____ Materiale estratto
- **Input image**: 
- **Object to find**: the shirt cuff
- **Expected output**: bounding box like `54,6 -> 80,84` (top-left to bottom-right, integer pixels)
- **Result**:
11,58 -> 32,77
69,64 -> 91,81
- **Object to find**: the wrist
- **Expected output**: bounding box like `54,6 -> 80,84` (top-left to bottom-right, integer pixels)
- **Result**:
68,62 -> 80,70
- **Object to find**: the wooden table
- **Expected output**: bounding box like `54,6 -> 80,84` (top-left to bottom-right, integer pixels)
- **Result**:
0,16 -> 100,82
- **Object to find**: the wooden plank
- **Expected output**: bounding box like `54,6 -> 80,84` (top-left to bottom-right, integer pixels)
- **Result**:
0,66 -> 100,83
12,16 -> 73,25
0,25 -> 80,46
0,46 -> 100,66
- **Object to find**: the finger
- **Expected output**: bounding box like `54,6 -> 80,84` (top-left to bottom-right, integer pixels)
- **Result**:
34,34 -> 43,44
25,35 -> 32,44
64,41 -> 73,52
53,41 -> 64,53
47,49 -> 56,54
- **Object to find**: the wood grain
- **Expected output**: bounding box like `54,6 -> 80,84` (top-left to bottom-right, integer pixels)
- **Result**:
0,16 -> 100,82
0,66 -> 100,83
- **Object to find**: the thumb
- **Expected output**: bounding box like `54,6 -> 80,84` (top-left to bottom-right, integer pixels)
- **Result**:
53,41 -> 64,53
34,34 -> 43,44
________
#### La richiesta:
Puoi formattare tutte le righe qui sopra come CSV a due colonne, richiesta e risposta, con una riga per ciascuna? Metti ogni campo tra virgolette e sostituisci gli a capo con spazi.

#### Risposta completa:
richiesta,risposta
"- **Input image**: - **Object to find**: the shirt cuff - **Expected output**: bounding box like `54,6 -> 80,84` (top-left to bottom-right, integer pixels) - **Result**:","11,58 -> 32,77 69,64 -> 91,81"
"- **Object to find**: the wrist - **Expected output**: bounding box like `54,6 -> 80,84` (top-left to bottom-right, integer pixels) - **Result**:","68,62 -> 80,70"
"- **Object to find**: the wooden table - **Expected output**: bounding box like `54,6 -> 80,84` (top-left to bottom-right, integer pixels) - **Result**:","0,16 -> 100,82"
"- **Object to find**: the wooden plank - **Expected output**: bounding box like `54,6 -> 80,84` (top-left to bottom-right, integer pixels) - **Result**:","0,66 -> 100,83 12,16 -> 73,25 0,25 -> 80,46 0,46 -> 100,66"
"- **Object to find**: the finger - **Expected output**: bounding box like `54,6 -> 80,84` (top-left to bottom-right, integer pixels) - **Result**:","34,34 -> 43,44 25,35 -> 32,44 64,41 -> 73,52 53,41 -> 64,53 47,49 -> 56,54"
"- **Object to find**: the wood grain - **Expected output**: bounding box like `54,6 -> 80,84` (top-left to bottom-right, integer pixels) - **Result**:","0,16 -> 100,82 0,66 -> 100,83"
"- **Object to find**: the thumb - **Expected output**: bounding box like `54,6 -> 80,84` (top-left to bottom-right, integer pixels) - **Result**:","53,41 -> 64,53 34,34 -> 43,44"